**What to work on**
Every line with the string "mark" must be copied from the entries below.

**Records for this task**
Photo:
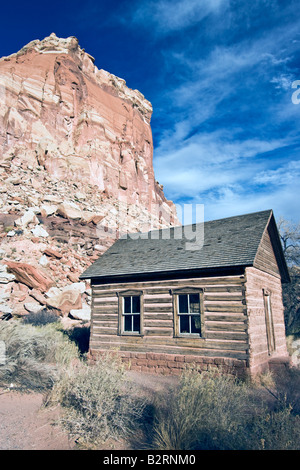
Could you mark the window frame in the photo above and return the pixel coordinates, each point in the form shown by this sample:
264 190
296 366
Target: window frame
176 314
122 314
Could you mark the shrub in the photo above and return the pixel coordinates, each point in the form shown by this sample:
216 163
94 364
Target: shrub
216 412
205 412
98 402
34 356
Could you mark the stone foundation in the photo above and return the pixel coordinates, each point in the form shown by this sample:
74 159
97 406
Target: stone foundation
172 364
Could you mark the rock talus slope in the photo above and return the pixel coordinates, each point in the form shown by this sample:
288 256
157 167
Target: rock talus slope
75 170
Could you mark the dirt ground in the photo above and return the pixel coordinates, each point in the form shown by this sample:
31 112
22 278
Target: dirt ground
26 425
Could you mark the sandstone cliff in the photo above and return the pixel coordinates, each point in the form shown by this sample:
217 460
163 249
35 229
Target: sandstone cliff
75 170
80 123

**The completed task**
Could you mark the window frame in the photo above and return the pixel coordinates, each point in the form shown by this sample:
Could you mark the shrub in the photo above and return the pixel coordinates, each point in the form shown by this sample:
Could you mark the stone foundation in the photo above and return the pixel coordinates, each point in the form shown by this sample:
Could you mark the rock talus slope in the photo above and return the pixel coordinates, each point in the form shown by this sample:
Could you mark the dirt ground in the photo above and return the pixel coordinates, each point in the form shown by this sample:
Could you mark the sandstone cliff in the photo above and return the pixel coordinates, each point in the form shown by this sample:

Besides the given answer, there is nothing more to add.